What is needed: Lay out the data below as a JSON list of strings with one string per line, skipping any blank lines. Leave the pictures out.

Material to process:

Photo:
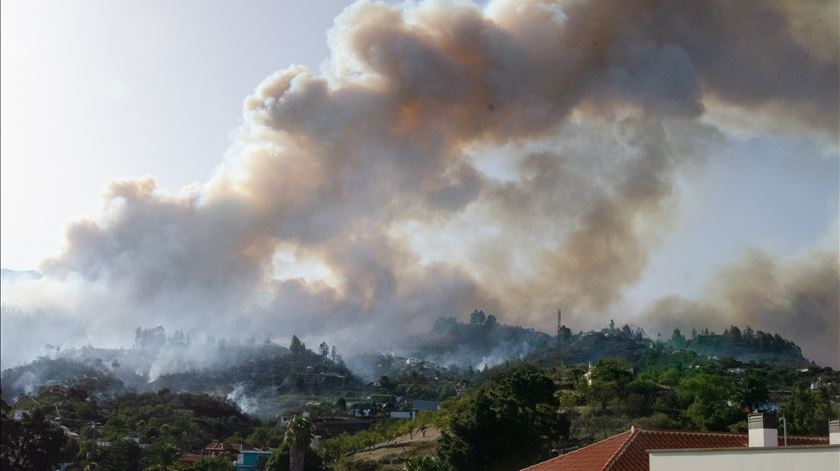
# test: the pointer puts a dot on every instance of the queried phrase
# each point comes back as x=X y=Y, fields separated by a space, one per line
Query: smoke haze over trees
x=363 y=201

Solution to the problem:
[
  "Photo:",
  "# test: the pointer puts a dot on every instance of the queried phrase",
  "# each point comes back as x=X y=Y, fields separated by a space, one per line",
  "Query: smoke haze over trees",
  "x=363 y=201"
]